Work order: Scan the records below and copy every line that contains the string "wall".

[Data extracted from a collection]
*** Block opens ***

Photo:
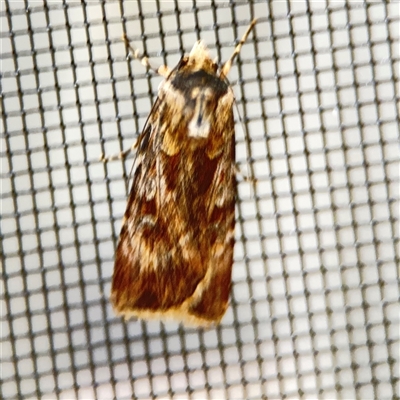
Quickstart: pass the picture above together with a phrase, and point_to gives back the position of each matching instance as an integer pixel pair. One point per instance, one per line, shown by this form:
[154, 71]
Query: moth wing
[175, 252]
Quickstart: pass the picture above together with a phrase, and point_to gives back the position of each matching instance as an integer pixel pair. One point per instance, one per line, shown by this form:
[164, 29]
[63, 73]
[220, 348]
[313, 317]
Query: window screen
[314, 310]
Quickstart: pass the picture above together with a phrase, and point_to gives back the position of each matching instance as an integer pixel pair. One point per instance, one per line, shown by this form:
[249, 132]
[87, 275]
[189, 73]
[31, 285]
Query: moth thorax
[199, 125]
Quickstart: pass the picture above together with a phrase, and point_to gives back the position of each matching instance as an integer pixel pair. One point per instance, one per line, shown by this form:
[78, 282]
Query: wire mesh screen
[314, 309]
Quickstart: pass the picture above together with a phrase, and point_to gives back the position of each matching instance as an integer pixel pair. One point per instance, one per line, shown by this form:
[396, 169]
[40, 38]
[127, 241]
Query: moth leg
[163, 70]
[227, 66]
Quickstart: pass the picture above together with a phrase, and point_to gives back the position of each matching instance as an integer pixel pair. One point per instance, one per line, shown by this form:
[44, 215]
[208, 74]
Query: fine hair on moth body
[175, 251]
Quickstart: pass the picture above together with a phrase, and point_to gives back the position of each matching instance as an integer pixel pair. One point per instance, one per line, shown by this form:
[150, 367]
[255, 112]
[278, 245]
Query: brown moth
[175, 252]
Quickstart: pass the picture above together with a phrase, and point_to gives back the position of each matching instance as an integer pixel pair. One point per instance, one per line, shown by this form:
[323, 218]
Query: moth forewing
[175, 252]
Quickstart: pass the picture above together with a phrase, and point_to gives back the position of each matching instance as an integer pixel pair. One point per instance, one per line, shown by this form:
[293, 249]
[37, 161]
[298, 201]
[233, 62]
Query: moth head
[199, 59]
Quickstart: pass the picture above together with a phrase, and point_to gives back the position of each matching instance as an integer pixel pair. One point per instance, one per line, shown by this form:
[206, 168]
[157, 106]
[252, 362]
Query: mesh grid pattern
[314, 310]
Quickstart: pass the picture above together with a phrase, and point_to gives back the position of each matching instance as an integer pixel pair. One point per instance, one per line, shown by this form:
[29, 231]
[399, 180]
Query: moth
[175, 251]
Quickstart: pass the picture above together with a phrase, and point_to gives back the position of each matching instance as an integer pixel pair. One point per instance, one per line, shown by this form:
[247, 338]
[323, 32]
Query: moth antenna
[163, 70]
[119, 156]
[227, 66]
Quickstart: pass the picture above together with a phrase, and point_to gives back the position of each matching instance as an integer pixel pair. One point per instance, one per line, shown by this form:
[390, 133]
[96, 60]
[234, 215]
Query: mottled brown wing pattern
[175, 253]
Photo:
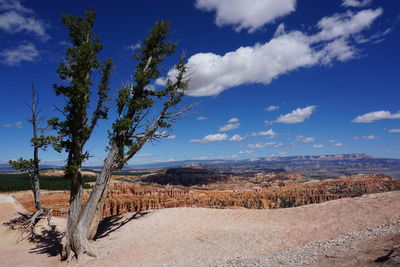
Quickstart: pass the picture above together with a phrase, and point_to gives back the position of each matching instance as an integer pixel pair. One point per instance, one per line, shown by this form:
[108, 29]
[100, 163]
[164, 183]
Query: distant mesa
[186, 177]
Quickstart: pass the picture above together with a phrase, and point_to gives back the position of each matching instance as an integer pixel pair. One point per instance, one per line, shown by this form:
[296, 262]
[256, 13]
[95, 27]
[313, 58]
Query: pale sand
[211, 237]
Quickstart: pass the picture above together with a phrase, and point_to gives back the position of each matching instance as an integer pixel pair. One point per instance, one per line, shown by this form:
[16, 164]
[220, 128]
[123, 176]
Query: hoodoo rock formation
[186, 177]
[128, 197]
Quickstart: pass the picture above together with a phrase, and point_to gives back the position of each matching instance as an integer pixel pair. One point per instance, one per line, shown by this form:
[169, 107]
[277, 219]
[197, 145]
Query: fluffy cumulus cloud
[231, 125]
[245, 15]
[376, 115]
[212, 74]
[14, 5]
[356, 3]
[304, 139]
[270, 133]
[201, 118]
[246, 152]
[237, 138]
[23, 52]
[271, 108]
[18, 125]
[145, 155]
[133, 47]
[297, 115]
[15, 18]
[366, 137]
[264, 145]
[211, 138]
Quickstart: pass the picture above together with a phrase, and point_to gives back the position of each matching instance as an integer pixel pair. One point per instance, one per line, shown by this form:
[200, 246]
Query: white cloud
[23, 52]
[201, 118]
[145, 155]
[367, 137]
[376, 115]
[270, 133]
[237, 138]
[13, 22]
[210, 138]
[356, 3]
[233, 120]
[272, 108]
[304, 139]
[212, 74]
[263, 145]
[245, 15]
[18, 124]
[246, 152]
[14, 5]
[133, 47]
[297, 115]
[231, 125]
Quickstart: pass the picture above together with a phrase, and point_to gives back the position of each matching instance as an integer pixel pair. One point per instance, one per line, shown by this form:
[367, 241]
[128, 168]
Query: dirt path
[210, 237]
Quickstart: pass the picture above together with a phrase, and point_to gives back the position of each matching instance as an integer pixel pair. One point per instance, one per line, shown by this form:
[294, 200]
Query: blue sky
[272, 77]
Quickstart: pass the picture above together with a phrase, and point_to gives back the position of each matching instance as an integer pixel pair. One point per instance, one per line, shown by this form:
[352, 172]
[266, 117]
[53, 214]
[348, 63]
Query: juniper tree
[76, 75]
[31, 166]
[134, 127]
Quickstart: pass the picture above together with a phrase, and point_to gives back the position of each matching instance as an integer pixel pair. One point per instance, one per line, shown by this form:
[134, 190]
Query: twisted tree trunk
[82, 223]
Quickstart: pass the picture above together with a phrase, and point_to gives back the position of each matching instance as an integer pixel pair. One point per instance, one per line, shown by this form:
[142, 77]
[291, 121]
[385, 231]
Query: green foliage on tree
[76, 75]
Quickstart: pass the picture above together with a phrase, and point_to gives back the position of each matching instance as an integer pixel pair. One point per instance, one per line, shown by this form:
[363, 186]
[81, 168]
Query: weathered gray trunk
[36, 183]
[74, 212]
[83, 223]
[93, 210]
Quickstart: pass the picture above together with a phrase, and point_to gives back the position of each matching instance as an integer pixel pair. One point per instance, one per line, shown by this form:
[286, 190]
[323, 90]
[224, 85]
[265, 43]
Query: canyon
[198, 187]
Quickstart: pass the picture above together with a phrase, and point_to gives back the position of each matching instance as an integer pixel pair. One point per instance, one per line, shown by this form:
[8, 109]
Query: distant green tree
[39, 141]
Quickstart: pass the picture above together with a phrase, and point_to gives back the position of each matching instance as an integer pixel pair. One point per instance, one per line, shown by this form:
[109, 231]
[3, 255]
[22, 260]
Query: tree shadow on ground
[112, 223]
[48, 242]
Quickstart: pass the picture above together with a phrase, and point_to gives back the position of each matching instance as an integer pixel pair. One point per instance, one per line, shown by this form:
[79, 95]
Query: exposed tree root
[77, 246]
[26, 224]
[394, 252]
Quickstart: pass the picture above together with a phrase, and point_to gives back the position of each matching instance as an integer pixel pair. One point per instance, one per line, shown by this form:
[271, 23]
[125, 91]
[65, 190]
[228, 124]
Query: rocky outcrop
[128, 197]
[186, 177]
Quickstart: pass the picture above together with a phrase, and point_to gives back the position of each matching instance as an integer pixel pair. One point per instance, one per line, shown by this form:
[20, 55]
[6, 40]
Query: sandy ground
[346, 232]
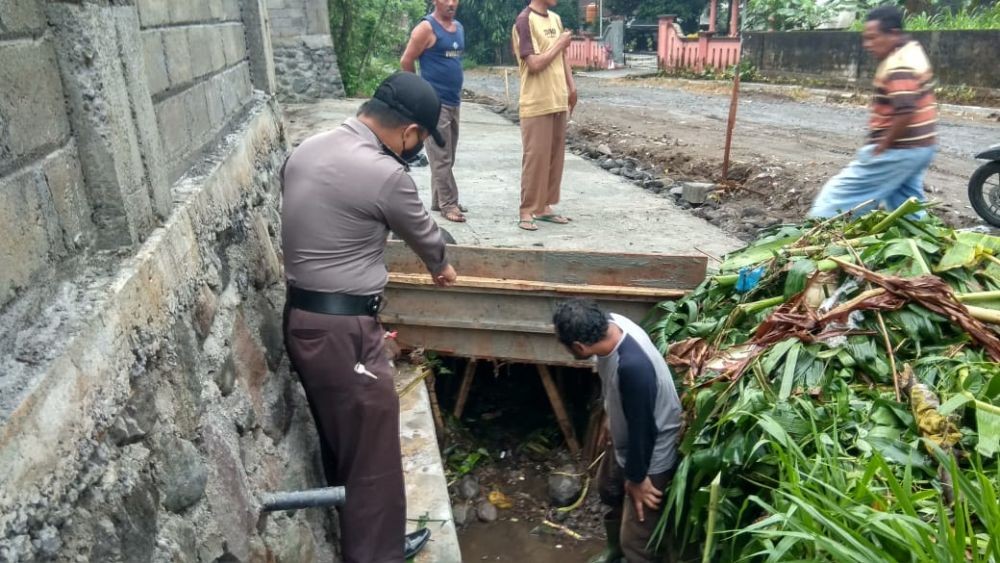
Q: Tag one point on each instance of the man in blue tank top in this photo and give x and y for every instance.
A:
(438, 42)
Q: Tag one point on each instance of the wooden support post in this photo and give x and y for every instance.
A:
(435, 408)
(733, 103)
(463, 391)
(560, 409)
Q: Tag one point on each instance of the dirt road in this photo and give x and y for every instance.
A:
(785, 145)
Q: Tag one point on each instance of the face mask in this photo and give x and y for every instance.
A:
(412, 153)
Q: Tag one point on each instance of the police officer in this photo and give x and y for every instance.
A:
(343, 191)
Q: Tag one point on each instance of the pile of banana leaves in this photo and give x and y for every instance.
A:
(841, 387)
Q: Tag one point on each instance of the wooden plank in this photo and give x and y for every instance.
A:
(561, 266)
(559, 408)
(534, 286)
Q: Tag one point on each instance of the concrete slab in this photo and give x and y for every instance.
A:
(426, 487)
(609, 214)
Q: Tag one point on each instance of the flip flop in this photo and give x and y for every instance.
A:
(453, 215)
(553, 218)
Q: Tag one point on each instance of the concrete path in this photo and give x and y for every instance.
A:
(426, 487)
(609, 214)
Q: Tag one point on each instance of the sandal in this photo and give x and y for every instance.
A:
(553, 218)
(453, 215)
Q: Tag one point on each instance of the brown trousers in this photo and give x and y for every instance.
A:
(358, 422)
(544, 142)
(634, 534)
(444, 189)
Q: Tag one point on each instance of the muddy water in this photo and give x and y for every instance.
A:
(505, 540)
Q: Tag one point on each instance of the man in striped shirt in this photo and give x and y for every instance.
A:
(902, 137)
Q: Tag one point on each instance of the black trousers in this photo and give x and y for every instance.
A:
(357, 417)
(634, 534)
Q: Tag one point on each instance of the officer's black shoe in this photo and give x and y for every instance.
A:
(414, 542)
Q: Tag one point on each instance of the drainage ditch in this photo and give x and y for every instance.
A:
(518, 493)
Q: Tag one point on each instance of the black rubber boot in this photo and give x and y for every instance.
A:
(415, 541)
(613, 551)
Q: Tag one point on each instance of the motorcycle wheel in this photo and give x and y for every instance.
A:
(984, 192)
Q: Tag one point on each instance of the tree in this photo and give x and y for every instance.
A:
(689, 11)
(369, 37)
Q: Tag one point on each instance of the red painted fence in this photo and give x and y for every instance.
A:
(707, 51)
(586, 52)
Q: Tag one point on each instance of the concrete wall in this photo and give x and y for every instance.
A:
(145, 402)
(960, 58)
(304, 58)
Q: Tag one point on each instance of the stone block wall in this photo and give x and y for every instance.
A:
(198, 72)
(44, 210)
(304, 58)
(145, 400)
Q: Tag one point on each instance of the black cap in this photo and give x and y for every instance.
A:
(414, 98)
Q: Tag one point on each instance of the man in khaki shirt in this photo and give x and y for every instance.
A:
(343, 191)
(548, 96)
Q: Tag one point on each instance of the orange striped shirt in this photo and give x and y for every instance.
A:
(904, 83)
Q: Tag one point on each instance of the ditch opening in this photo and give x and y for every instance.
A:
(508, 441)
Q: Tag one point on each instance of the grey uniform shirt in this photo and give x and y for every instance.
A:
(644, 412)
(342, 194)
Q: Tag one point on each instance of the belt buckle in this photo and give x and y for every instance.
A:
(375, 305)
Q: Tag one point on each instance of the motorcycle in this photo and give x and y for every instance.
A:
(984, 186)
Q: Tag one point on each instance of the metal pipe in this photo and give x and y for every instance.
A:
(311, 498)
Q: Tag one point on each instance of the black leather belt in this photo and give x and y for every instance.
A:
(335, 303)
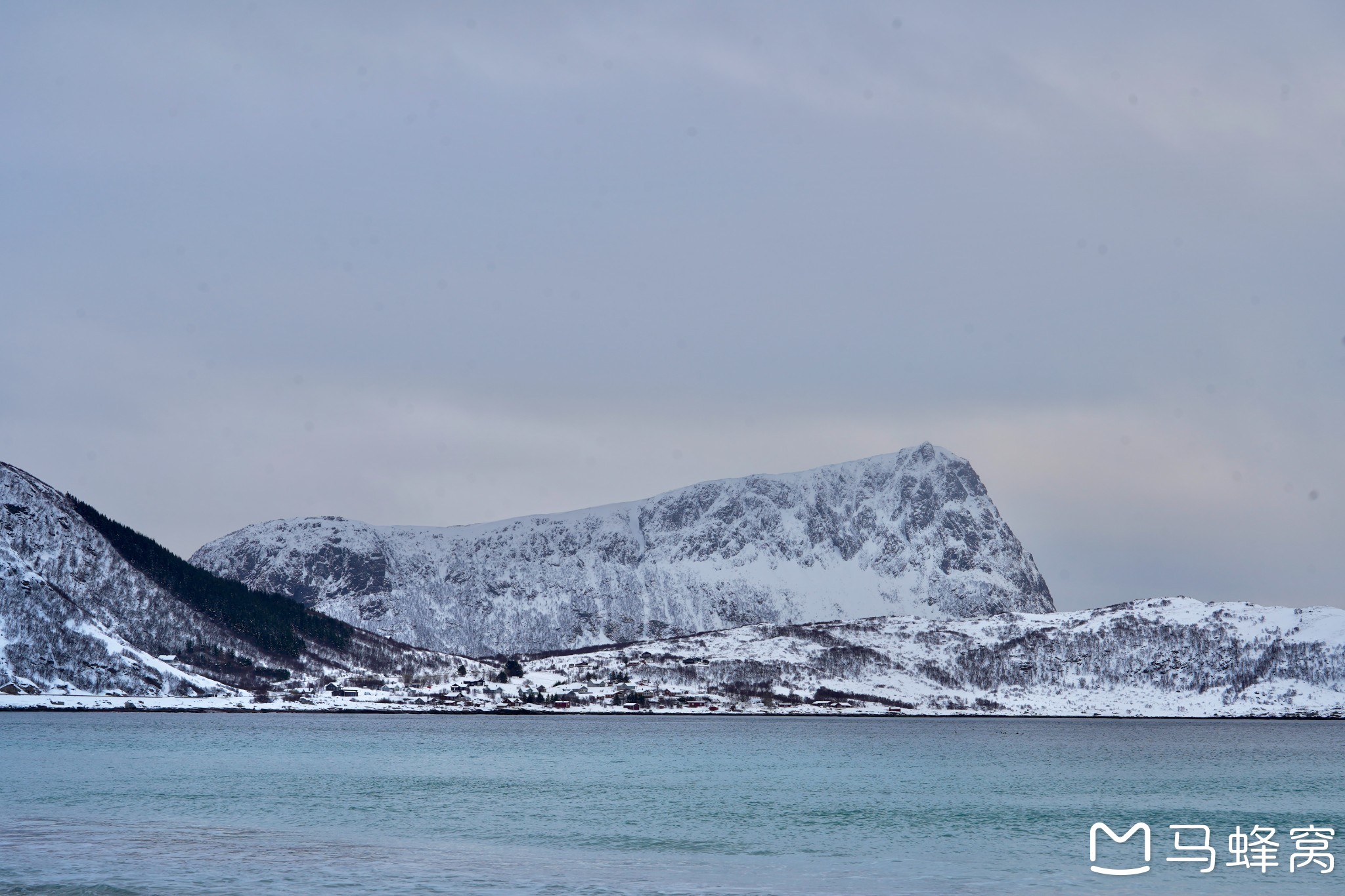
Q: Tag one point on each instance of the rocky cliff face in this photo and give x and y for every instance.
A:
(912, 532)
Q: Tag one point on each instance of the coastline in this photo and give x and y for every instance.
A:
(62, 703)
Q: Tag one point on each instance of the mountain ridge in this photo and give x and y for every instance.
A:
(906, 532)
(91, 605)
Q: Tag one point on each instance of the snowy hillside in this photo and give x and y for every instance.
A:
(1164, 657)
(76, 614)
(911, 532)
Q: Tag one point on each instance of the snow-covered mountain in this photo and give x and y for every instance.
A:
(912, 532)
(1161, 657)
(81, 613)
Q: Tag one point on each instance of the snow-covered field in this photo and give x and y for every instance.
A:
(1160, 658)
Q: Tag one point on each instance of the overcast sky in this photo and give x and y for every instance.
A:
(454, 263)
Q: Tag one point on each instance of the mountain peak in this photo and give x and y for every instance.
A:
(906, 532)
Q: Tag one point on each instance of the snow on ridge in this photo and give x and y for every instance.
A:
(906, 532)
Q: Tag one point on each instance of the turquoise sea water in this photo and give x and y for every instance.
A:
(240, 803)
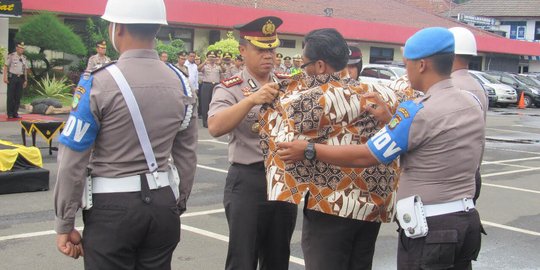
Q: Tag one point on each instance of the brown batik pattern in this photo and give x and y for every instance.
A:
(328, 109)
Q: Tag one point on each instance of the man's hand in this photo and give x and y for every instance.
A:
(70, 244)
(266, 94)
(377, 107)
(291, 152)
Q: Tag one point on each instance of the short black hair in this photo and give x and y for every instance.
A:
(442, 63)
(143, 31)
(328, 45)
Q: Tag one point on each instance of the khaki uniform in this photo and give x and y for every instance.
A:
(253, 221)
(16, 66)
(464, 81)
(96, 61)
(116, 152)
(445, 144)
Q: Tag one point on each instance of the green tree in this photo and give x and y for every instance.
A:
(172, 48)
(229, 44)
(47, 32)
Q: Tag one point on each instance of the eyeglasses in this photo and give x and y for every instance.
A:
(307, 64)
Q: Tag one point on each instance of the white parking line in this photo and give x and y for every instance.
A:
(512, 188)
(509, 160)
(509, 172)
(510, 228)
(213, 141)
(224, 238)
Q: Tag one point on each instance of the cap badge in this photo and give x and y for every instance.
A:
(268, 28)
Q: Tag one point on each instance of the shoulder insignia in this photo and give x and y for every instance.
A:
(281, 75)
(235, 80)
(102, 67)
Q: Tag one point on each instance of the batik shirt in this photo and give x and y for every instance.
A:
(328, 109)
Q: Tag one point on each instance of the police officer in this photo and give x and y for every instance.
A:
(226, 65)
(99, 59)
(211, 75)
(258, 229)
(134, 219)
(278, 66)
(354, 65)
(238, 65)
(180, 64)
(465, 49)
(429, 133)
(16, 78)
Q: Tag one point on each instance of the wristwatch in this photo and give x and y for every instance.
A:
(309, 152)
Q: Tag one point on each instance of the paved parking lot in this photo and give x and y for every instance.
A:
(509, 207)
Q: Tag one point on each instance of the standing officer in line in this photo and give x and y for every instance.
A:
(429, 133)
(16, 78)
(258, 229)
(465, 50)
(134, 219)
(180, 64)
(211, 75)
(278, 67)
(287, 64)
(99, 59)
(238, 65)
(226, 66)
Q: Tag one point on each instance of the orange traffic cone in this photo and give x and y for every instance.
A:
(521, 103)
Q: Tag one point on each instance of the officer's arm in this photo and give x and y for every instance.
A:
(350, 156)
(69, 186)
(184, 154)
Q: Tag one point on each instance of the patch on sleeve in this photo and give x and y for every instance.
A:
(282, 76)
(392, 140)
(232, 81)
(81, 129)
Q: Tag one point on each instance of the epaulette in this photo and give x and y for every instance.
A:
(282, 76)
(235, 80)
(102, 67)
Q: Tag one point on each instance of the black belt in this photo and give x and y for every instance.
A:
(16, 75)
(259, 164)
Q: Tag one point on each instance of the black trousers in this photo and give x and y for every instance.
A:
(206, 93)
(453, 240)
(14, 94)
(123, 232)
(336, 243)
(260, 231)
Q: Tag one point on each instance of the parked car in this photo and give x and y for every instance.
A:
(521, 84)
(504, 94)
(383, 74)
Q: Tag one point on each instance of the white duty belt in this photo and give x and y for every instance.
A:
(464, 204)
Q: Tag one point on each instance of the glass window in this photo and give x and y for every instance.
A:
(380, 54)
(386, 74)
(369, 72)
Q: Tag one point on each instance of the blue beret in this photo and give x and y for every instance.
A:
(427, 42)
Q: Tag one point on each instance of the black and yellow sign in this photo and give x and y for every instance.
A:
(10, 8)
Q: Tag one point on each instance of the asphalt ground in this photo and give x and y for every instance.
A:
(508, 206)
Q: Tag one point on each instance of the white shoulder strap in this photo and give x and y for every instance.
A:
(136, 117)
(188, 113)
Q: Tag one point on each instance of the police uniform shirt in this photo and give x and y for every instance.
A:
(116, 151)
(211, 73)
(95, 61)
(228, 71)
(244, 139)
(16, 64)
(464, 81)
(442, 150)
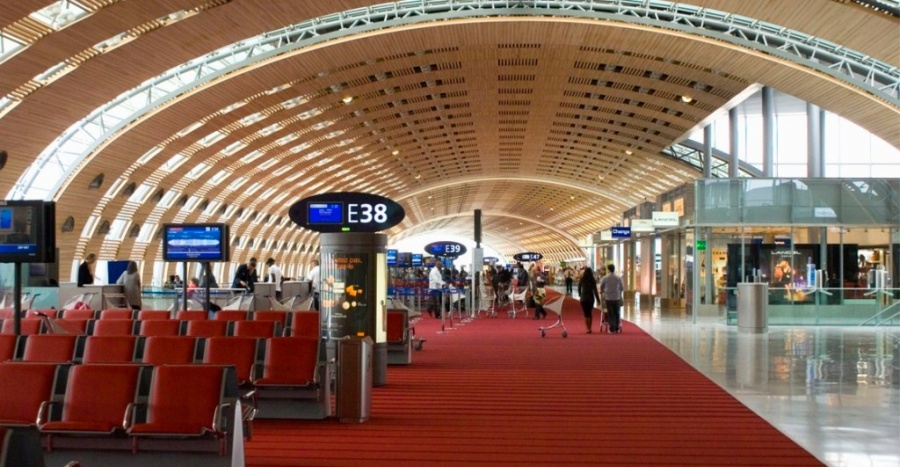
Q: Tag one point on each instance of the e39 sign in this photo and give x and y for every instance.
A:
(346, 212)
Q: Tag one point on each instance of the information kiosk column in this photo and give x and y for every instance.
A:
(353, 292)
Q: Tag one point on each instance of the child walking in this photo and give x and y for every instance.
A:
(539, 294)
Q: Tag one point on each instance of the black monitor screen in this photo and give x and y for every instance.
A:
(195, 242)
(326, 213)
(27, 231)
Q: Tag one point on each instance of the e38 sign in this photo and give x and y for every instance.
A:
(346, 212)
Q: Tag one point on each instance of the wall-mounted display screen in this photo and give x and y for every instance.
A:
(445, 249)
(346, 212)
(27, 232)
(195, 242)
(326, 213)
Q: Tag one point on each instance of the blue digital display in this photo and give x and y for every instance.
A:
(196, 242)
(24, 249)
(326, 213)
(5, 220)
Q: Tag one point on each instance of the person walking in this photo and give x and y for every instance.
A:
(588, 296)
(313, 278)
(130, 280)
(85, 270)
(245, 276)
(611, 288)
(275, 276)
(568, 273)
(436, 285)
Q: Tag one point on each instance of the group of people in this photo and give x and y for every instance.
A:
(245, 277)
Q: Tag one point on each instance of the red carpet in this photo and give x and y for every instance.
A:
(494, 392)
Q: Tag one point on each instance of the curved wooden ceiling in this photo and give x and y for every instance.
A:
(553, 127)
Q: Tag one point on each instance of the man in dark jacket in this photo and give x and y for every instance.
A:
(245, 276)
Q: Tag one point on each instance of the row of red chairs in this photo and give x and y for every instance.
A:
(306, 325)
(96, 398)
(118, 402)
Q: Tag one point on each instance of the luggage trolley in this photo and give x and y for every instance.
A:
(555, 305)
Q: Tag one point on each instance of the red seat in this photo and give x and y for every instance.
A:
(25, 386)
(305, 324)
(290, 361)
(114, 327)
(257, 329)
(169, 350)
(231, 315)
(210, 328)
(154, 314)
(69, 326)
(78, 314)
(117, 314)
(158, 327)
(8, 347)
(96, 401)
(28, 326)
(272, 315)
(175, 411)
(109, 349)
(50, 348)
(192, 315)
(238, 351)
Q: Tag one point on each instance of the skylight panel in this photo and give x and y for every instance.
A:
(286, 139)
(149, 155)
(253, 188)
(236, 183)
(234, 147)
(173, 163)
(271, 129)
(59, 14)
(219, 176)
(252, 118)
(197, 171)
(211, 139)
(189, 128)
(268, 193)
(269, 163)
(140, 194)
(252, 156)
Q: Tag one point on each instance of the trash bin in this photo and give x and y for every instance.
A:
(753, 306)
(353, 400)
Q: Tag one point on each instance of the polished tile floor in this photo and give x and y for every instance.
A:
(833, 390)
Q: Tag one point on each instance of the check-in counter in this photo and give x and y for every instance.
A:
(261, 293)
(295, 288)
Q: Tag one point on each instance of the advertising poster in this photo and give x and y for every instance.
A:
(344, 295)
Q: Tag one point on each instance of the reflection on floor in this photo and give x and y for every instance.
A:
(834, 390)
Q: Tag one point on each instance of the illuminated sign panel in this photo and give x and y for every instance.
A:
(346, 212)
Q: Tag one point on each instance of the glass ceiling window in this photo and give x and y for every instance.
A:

*** Block closes ***

Solution for this exercise:
Q: Tag one point on each instance of the concrete wall in this photo and give x and y for every instance.
Q: Tag one point on each instance of the stone block wall in this photo and give x and y for every instance.
Q: Tag one point on each instance of the wall-mounted display screen in this photo and give x and y for every instance.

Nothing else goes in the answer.